▶ **Short problem**:
Reproduce the items word for word, starting at the beginning of the items and ending at the line that contains "0L3 0L0 9L2" with that line included. Omit the pictures from your copy.

Dataset rows:
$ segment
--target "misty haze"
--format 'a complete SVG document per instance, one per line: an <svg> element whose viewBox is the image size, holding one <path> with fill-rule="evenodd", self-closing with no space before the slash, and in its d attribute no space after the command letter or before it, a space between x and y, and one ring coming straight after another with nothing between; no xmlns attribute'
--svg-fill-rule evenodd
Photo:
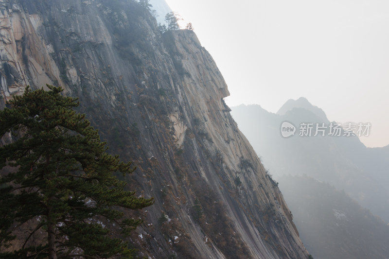
<svg viewBox="0 0 389 259"><path fill-rule="evenodd" d="M0 11L0 259L389 258L389 2Z"/></svg>

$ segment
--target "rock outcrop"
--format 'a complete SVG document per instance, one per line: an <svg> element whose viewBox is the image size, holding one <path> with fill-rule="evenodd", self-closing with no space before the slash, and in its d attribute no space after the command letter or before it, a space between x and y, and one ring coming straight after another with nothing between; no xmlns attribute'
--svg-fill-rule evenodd
<svg viewBox="0 0 389 259"><path fill-rule="evenodd" d="M141 255L308 257L193 32L161 35L131 0L3 0L0 9L2 96L47 83L79 97L111 152L137 166L130 188L155 198L131 237Z"/></svg>

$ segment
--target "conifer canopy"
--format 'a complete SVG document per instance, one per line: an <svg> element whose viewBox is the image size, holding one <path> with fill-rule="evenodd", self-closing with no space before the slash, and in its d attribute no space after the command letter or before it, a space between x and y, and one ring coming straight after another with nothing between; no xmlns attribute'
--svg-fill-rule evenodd
<svg viewBox="0 0 389 259"><path fill-rule="evenodd" d="M131 162L106 153L77 99L47 86L0 111L0 137L13 139L0 147L0 258L130 258L122 238L142 221L126 215L153 198L124 190L115 173Z"/></svg>

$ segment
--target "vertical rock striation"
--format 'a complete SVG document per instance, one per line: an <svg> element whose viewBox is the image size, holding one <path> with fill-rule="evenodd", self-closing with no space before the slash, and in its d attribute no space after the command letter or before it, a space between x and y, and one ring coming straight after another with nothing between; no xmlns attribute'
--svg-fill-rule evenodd
<svg viewBox="0 0 389 259"><path fill-rule="evenodd" d="M111 152L137 166L130 188L156 198L137 214L141 255L308 257L193 32L161 35L131 0L3 0L0 9L1 95L47 83L80 98Z"/></svg>

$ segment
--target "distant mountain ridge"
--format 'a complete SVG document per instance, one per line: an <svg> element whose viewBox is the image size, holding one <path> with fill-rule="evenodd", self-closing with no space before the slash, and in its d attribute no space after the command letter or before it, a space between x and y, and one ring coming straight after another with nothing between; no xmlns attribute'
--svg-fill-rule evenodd
<svg viewBox="0 0 389 259"><path fill-rule="evenodd" d="M296 100L288 100L281 106L276 114L281 116L284 115L287 112L296 108L302 108L309 110L318 118L323 119L323 122L329 121L327 115L323 110L317 106L312 105L305 97L300 97Z"/></svg>
<svg viewBox="0 0 389 259"><path fill-rule="evenodd" d="M356 137L300 137L298 128L283 138L284 121L298 128L303 122L328 123L324 111L303 98L288 101L277 114L256 104L231 109L279 182L301 240L316 259L388 258L389 244L382 240L389 240L389 227L374 214L389 222L389 146L367 148Z"/></svg>

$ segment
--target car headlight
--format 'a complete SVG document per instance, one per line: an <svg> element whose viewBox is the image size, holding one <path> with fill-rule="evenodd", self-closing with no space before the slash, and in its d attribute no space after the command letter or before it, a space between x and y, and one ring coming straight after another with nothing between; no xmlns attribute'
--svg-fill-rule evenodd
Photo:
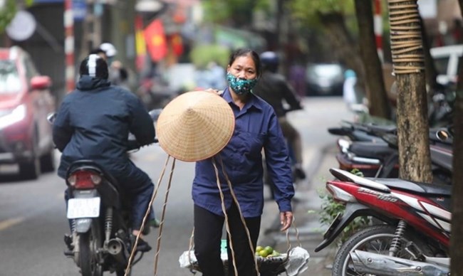
<svg viewBox="0 0 463 276"><path fill-rule="evenodd" d="M26 117L26 105L21 105L0 117L0 129L9 125L22 121Z"/></svg>

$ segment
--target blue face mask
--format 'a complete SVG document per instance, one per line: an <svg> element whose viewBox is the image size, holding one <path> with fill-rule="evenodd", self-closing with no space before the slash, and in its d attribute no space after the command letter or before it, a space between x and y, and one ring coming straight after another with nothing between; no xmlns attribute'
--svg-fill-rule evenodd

▶ **Written reply**:
$ segment
--target "misty haze"
--format 'a complete SVG document per instance, one per line: an <svg> element whose viewBox is the image size, holding one <path> with fill-rule="evenodd", self-closing with no space before the slash, and in its d attribute no space after the command letter or before it, a space between x and y, and one ring coming straight after another with nothing between; no xmlns attribute'
--svg-fill-rule evenodd
Photo:
<svg viewBox="0 0 389 259"><path fill-rule="evenodd" d="M0 11L0 259L389 258L389 2Z"/></svg>

$ segment
--target "rock outcrop"
--format 'a complete SVG document per instance, one per line: an <svg> element whose viewBox is the image size, holding one <path> with fill-rule="evenodd", self-closing with no space before the slash, and in its d attribute no space after the command letter or before it, a space between x and y, and one ring coming straight after another with nothing between; no xmlns attribute'
--svg-fill-rule evenodd
<svg viewBox="0 0 389 259"><path fill-rule="evenodd" d="M141 255L308 257L193 32L161 35L131 0L3 0L0 9L2 96L47 83L79 97L111 152L137 166L130 188L155 198L131 237Z"/></svg>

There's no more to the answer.